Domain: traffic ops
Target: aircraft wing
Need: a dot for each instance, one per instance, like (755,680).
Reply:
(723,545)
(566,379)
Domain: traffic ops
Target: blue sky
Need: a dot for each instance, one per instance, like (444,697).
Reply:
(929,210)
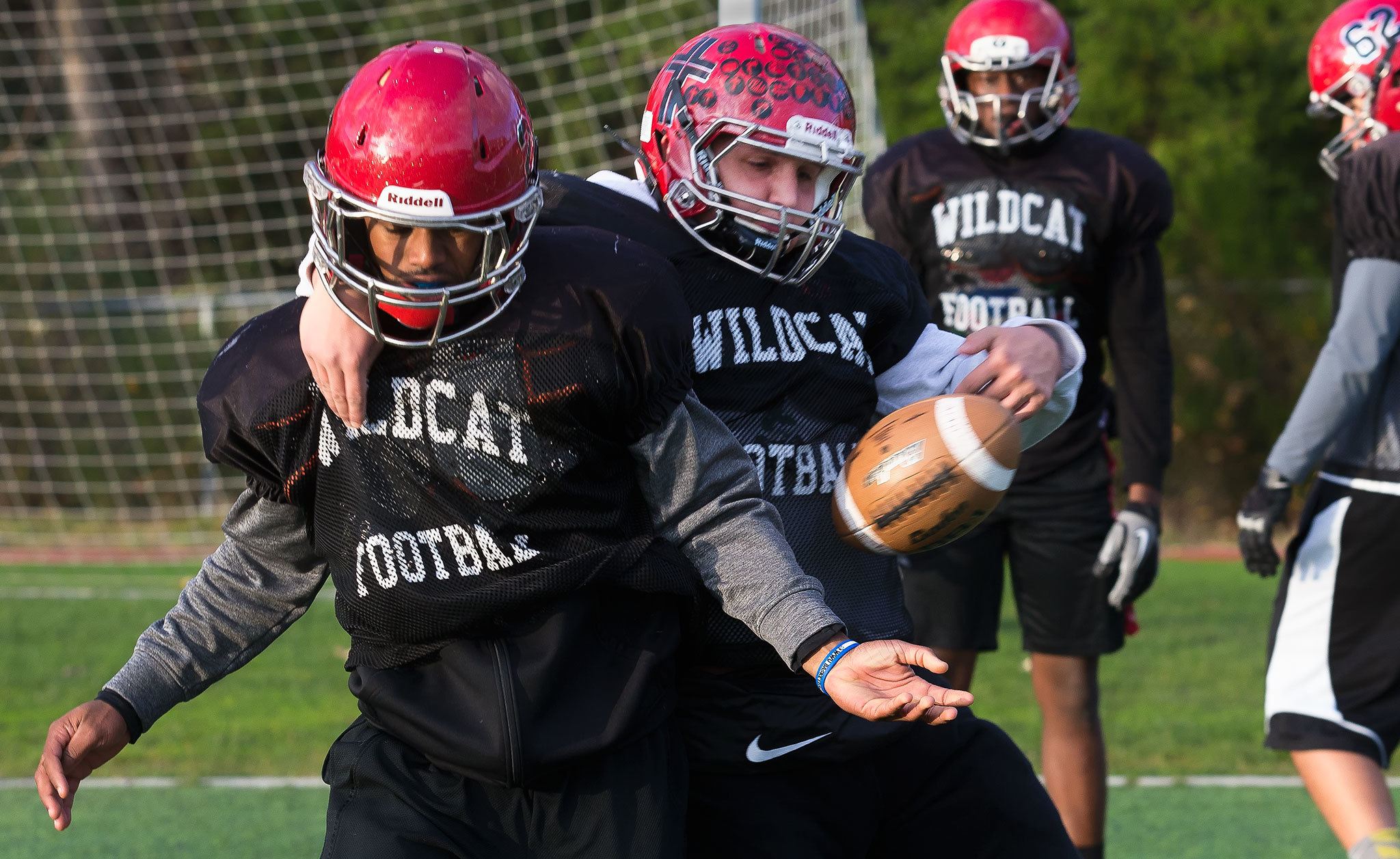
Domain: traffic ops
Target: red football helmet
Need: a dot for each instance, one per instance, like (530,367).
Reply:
(426,135)
(770,88)
(1351,69)
(1004,36)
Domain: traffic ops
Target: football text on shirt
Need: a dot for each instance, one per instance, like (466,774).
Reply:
(435,553)
(798,469)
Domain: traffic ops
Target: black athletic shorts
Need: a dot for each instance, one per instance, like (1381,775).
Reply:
(779,772)
(1334,645)
(1051,530)
(388,802)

..........

PROMPT: The answer consists of the lines above that include the word "football", each copied exactly.

ANSWER FOR THE TASK:
Target: red football helmet
Target: football text on shirt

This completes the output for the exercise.